Recorded information:
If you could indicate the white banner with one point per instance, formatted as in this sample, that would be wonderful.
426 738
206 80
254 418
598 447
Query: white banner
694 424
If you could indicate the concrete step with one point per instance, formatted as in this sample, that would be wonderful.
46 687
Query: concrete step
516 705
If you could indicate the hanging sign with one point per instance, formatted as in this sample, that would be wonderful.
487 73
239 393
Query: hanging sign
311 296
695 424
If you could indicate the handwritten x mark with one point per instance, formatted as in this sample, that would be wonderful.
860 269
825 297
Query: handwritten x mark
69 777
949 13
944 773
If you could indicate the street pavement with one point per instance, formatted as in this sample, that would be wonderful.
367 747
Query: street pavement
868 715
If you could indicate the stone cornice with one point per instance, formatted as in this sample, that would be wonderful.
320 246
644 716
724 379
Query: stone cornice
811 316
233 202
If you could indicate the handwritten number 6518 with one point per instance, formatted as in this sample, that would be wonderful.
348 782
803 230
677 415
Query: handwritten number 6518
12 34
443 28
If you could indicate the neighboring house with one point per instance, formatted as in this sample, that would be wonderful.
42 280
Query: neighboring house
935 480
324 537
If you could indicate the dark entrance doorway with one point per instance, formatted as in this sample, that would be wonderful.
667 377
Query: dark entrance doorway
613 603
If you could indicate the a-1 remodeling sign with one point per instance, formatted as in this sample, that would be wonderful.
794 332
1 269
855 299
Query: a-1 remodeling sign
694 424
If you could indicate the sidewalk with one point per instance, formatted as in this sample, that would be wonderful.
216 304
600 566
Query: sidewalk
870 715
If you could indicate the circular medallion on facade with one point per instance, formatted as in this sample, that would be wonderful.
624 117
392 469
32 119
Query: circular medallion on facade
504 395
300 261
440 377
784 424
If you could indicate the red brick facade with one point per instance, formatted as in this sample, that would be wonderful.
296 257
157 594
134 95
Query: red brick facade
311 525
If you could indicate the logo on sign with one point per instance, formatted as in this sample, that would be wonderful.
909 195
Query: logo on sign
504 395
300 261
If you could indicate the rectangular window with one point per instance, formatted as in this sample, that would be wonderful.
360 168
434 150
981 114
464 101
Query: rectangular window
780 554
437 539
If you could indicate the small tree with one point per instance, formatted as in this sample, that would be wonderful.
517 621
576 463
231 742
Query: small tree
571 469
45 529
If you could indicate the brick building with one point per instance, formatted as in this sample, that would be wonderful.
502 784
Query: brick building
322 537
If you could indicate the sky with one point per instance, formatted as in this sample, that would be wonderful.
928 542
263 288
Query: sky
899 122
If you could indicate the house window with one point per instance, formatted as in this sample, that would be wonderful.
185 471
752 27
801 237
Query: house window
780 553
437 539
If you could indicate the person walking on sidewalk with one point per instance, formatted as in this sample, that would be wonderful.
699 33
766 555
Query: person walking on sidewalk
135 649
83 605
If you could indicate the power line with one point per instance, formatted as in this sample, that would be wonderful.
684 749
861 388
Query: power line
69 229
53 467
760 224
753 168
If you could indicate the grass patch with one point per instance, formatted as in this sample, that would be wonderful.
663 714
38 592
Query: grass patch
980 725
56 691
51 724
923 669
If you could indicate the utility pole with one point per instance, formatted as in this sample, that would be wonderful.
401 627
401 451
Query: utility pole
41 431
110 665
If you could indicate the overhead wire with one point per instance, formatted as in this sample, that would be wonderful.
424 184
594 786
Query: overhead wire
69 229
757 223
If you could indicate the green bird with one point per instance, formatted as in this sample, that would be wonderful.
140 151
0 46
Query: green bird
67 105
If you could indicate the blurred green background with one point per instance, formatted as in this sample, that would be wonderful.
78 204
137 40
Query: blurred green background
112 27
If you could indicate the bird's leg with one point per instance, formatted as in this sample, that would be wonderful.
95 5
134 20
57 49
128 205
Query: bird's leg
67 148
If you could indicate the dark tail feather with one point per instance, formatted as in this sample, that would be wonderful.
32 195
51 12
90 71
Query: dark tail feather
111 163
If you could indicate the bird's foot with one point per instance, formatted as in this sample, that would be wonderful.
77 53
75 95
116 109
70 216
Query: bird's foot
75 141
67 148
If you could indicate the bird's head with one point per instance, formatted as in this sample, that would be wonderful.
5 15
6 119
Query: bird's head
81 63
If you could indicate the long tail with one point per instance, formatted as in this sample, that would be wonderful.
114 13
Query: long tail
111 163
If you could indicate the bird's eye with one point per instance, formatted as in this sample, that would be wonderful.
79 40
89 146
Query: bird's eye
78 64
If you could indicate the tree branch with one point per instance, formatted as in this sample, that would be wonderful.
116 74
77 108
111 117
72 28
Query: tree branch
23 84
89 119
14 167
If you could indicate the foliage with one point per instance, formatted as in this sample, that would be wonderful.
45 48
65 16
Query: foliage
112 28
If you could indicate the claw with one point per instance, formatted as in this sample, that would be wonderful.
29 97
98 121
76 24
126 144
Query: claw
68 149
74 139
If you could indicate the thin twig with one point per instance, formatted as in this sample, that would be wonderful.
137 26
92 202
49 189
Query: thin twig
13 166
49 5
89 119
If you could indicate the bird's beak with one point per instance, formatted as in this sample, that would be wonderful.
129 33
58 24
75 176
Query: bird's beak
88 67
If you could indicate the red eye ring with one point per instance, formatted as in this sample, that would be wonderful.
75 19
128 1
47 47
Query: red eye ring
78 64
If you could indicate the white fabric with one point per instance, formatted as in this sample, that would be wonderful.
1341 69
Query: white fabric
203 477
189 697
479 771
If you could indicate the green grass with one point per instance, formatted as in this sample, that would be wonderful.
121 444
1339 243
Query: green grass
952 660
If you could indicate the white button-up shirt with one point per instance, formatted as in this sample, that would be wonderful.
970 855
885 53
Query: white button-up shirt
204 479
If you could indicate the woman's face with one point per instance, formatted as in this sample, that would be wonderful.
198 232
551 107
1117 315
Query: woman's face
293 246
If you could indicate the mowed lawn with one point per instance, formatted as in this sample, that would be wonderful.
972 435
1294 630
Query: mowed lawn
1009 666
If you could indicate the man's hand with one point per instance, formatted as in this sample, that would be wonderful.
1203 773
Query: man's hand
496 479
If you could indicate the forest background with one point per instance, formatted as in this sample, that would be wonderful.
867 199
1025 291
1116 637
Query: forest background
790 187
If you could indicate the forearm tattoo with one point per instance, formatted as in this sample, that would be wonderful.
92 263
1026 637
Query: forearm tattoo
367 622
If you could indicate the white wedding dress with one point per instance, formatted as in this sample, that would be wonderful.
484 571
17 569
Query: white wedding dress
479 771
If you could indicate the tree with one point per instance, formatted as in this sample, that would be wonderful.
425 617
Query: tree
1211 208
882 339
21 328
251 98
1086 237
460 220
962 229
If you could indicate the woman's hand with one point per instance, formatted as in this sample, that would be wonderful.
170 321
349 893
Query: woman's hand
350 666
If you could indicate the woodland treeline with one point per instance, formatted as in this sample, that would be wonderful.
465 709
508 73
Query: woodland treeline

Instructions to follow: Reply with every line of the material above, unaltered.

Task solution:
If you could indicate the white banner with one point per instance, formatted as in this sample, that would be wonderful.
426 738
206 80
254 418
598 447
Query: white banner
694 424
If you could indicate the concrete step with one point per instance, formatted as in this sample, that would be wonderful.
46 687
Query: concrete step
516 705
If you could indicate the hanging sign with one point per instance, formatted as in this sample, that would be wonderful.
487 73
239 393
Query: hanging sign
311 296
695 424
If you could indicate the handwritten x mark with one point per instance, formatted as in this sample, that would be wonderful.
860 269
825 297
Query: handwritten x mark
69 777
949 13
944 773
If you could indicate the street pavement with one point per instance, formatted as in this sample, that would be wonderful.
367 747
Query: street pavement
868 715
If you could indicate the stone cornice with one point per instance, formatted as in this sample, that would be wonderful.
320 246
644 716
724 379
Query: stone cornice
811 316
233 202
If you could indicate the handwritten number 6518 with one point per instance, formatted as in this sample, that would be wonderful.
348 782
803 230
677 415
Query: handwritten number 6518
12 34
443 28
If you could indicate the neighboring house with one point per instance, formatted as in this sample, that would be wonderful.
42 280
Query: neighboring house
935 480
324 537
If you could indicate the dark entrance doorway with one point per instance, formatted as in this sample, that would be wonderful.
667 377
Query: dark entrance doorway
613 603
If you could indicate the a-1 remodeling sign with one point per instance, formatted as in this sample, that would be wonderful.
794 332
1 269
855 299
Query: a-1 remodeling sign
694 424
If you could indicate the sidewalk with one point per instance, formatted as in this sample, that would be wonderful.
216 304
600 566
Query: sidewalk
870 715
If you could indicate the circular medallion on facade with one point per instance, formatted as in this sample, that would be wonderful.
624 117
392 469
32 119
Query: circular medallion on facade
504 395
300 261
440 377
784 424
If you could indicate the red brick facade with one point per instance, formatted as in this sample, that would be wonderful.
296 257
157 594
134 95
Query: red brick facade
311 525
If you could indicate the logo on sign with one point per instance, formatted as in this sample, that would be wonderful.
909 195
Query: logo on sign
504 395
300 261
If you could indicate the rectangular window with one point per instance, formatted as in this sample, that would be wonderful.
360 168
434 150
981 114
464 101
Query: rectangular window
780 554
437 539
If you could indicate the small tree with one point per instance, formatted as in this sample, that would be wonderful.
517 621
576 463
231 742
Query: small tree
571 469
45 529
If you could indicate the brick building with one point per instance, formatted as in this sample, that would be wonderful.
502 784
Query: brick building
322 537
If you could indicate the sky with one point per instance, formatted as in this sample, that would be wonderful.
928 542
263 288
Query: sky
899 122
If you could indicate the house window with one point per instance, formatted as in this sample, that would be wonderful.
185 471
752 27
801 237
Query: house window
780 553
437 539
If you could indicate the person walking on sidewalk with one point per instance, formatted as in this sample, that would be wonderful.
699 33
766 555
Query: person walking on sidewalk
135 649
83 605
If you could indicate the power line with one point per instance, formatted as in this sample, that would be wonderful.
684 749
861 388
Query: power line
69 229
53 467
760 224
753 168
If you could indicate the grass patch with one point per instance, formatted as in this sample, that would be wonderful.
663 714
38 592
Query: grass patch
980 725
56 691
51 724
923 669
If you could indicate the utility pole with one point per instance, formatted as in this sample, that would be wonderful.
401 627
401 451
Query: utility pole
41 431
110 665
If you could indicate the overhead wire with one point per instance, formatted as in this sample, that would be wonderful.
424 184
594 786
Query: overhead wire
69 229
757 223
If you could indicate the green bird with one point per instance, formatted as in this sample, that would be wonderful.
140 151
0 46
Query: green bird
67 105
If you could indicate the blurred green background with one point per instance, formatted as in this sample, that would be wonderful.
78 204
137 40
Query: blurred green background
112 27
If you could indicate the bird's leg with one point per instance, formatted as in this sample, that would be wonderful.
95 5
134 20
57 49
128 205
Query: bird's leg
67 148
If you could indicate the dark tail feather with one point per instance, formatted as in this sample, that would be wonderful.
32 195
51 12
90 71
Query: dark tail feather
111 163
If you could indicate the bird's foot with one point per instance, formatted as in this sample, that would be wonderful.
77 53
75 95
116 109
70 216
Query: bird's foot
75 141
67 148
If you could indicate the bird's head with one point per instance, formatted as in this sample, that would be wonderful.
5 15
6 119
Query: bird's head
81 63
If you could indicate the long tail with one point per instance, formatted as in this sample, that would be wonderful.
114 13
Query: long tail
111 163
If you could indicate the bird's eye with one point per instance, formatted as in this sample, that would be wonderful.
79 40
89 146
Query: bird's eye
78 64
If you could indicate the tree branch with one point per instance, formatted as in this sample, that would be wonderful.
116 74
77 108
111 117
72 28
Query: tree branch
23 84
89 119
14 167
If you could indicate the foliage with one point per instance, formatted as in this sample, that would be wonderful.
45 48
65 16
Query: foliage
112 28
If you could indicate the claw with one point per instance, formatted as in this sample, that would be wonderful.
29 97
98 121
76 24
126 144
Query: claw
68 149
74 139
If you could indicate the thin twig with one point per instance, formatted as in this sample, that would be wonderful.
137 26
92 202
49 189
Query: thin twig
13 166
49 5
89 119
If you could indicate the bird's beak with one point per instance, formatted as in this sample, that would be wonderful.
129 33
58 24
75 176
Query: bird's beak
88 67
If you could indicate the red eye ring with one point per instance, formatted as in this sample, that would be wonderful.
75 19
128 1
47 47
Query: red eye ring
78 64
If you could indicate the white fabric with one point per instance, formatted as in this sample, that would be wonderful.
1341 69
Query: white fabric
203 477
189 697
479 771
If you could indicate the green grass with one point per instance, formatted as in this sample, that would be wonderful.
121 444
1339 243
Query: green grass
952 660
If you could indicate the white button-up shirt with one point per instance, formatted as in this sample, that would be wonderful.
970 855
885 53
Query: white button-up shirt
204 479
If you could indicate the woman's face with one point per instance, formatted as in this sample, that would be wonderful.
198 232
551 107
1117 315
Query: woman's face
293 246
If you could indicate the mowed lawn with one point per instance, formatted as in this sample, that would be wonderful.
972 435
1294 630
Query: mowed lawn
1009 666
If you could indicate the man's hand with one point per instance, formatted as in this sample, that would be wonderful.
1203 773
Query: man's hand
496 479
If you could indicate the forest background with one point per instance, formatted as in this sample, that would be wonderful.
867 199
1025 291
1116 637
Query: forest background
790 187
If you could indicate the forearm tattoo with one point per instance, formatted as in this sample, that would be wonderful.
92 263
1026 637
Query: forearm tattoo
367 622
If you could indicate the white wedding dress with one point per instance, formatted as in this sample, that would be wonderful.
484 571
17 569
Query: white wedding dress
479 771
If you could indicate the tree with one point per instance, formatted as in this sample, that would be wonderful.
425 617
Query: tree
1211 208
882 339
21 328
251 98
1086 237
460 220
962 229
If you could indicate the woman's hand with one point per instance, formatted as in this sample, that would be wonderful.
170 321
349 893
Query: woman's hand
350 666
If you could indicate the woodland treeline with one point per instance, formatted as in this sample, that would be wonderful.
465 709
508 73
Query: woodland treeline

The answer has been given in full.